### PROVIDED MATERIAL
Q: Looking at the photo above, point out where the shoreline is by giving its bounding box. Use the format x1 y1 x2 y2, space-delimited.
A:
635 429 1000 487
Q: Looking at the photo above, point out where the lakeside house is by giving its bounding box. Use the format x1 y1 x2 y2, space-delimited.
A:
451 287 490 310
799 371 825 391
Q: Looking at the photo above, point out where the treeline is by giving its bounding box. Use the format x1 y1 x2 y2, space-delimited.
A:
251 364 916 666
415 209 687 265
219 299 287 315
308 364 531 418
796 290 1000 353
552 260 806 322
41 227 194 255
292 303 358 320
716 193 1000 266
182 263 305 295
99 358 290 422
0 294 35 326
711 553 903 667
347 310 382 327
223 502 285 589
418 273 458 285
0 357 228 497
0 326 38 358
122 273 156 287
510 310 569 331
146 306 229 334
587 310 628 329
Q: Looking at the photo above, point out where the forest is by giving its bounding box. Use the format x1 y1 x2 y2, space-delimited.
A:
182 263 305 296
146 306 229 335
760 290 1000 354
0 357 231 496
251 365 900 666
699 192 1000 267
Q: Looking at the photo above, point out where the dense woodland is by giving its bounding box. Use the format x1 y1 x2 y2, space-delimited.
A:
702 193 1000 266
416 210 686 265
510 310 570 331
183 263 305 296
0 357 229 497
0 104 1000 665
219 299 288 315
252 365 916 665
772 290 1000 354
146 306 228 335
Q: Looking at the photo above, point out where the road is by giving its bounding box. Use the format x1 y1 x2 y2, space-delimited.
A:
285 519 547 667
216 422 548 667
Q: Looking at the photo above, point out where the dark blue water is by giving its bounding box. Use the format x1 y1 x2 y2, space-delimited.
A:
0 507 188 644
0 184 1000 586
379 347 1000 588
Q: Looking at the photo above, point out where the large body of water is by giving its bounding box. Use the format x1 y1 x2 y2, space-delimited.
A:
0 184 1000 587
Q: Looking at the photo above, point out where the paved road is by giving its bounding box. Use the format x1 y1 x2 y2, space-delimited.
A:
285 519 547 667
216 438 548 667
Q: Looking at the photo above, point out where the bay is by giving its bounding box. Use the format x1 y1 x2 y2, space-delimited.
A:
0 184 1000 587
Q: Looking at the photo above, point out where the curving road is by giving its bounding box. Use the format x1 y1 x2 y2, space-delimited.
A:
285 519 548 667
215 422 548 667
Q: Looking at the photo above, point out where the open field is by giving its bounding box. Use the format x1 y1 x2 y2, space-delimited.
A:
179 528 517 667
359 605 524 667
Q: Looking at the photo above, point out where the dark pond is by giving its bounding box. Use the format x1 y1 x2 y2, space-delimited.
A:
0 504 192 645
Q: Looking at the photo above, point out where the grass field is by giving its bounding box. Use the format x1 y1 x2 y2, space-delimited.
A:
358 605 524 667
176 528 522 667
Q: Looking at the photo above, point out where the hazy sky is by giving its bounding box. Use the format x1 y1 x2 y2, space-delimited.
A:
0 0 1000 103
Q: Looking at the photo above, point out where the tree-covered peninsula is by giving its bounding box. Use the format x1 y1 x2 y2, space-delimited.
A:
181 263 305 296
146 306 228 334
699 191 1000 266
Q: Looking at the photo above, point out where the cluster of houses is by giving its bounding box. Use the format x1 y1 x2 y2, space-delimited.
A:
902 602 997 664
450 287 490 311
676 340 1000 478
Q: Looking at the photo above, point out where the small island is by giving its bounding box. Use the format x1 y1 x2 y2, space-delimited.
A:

### GOAL
Please copy the listing above word for word, every line from the first to the last.

### REPLY
Q: Looking at the photo above, point out where the shoreline is by giving its bounding box. Use the format x1 y1 x2 y2, space-delimited.
A:
635 429 1000 487
Q: Looking at the photo above, point out where the lakeside house is by giving its bounding box. Use the format x1 y1 x2 y2, space-delimited.
A:
451 287 490 310
799 371 825 391
Q: Looking at the photo above, point out where the treeline is by giving its bounding box. Use the format x1 y1 x2 y2, space-delimited.
A:
251 364 916 666
415 209 687 265
219 299 287 315
308 364 531 418
796 290 1000 353
552 260 806 322
41 227 194 255
292 303 358 320
716 193 1000 266
182 263 305 295
99 358 290 422
0 294 35 326
711 553 903 667
347 310 382 327
223 502 285 589
418 273 458 285
0 357 228 497
0 326 38 358
122 273 156 287
510 310 569 331
146 306 229 334
587 310 628 329
Q: Looking at the photo above, point out where the forest is by giving its bounding box. Use the format x1 y1 x2 y2, space-delimited.
A:
182 263 305 296
146 306 229 335
760 290 1000 354
0 357 231 496
251 365 900 666
699 192 1000 267
Q: Looking at the photo above, point out where the dense woodland is by giving its bounding box. Use the format x1 y1 x2 y2, space-delimited.
A:
702 193 1000 266
416 210 686 265
510 310 570 331
183 263 305 296
0 357 229 497
0 104 1000 665
219 299 288 315
252 365 916 665
772 290 1000 354
146 306 228 335
Q: Looking at the photo above, point out where the road is by giving its bounding box. Use the format x1 y1 x2 y2, space-delimited.
A:
285 519 547 667
216 422 548 667
Q: Looking at the photo above, point out where the dark blue water is by giving its bounding box. Use the format x1 y1 x2 y2, space-delimited.
A:
0 507 188 644
0 184 1000 586
379 347 1000 588
Q: Looking at the photo above, point out where the large body of water is by giving its bounding box. Use the format x1 y1 x2 y2, space-delimited.
A:
0 184 1000 587
Q: Looking at the photo above, point out where the paved road is by giving its bounding box. Use the format x1 y1 x2 y2, space-delimited.
A:
285 519 547 667
216 438 548 667
Q: Looking at the photo above, point out where the bay is by giving its bounding box. Use the format x1 y1 x2 y2, space-delimited.
A:
0 184 1000 587
Q: Looking at the photo above, point out where the curving road is by giving its bounding box. Use the format x1 y1 x2 y2, space-delimited.
A:
285 519 548 667
215 422 548 667
Q: Looking at the photo above, point out where the open field is by giving its bounding box. Use the format x1 y1 x2 y2, space-delimited.
A:
179 528 517 667
359 605 524 667
Q: Looking at the photo above, point out where the dark pond is by giving its bounding box. Use the format x1 y1 x2 y2, space-delimited.
A:
0 504 192 645
Q: Looking at the photo above, point out where the grass field is by giving its bounding box. Use the format x1 y1 x2 y2, space-delimited.
A:
358 605 524 667
176 528 522 667
Q: Looking at the photo above, point out where the hazy sky is by giving its bounding box. Use the format x1 y1 x2 y2, space-delimited.
A:
0 0 1000 103
Q: Looking at the photo above, point out where the tree-covered peninsula is by giving its bounding box. Use the format x1 y1 x2 y2, space-delimited.
A:
181 263 305 296
146 306 228 334
699 191 1000 266
Q: Looking at the photo above, point out where the cluster of houses is by giving its bounding box. Use the format x1 y1 x2 y2, space-delimited.
A:
902 602 997 664
450 287 490 311
676 340 1000 478
Q: Looking at the photo above, point out where the small island is by giving its bounding box. Use the format x1 y1 x2 y2, space-delimited.
A:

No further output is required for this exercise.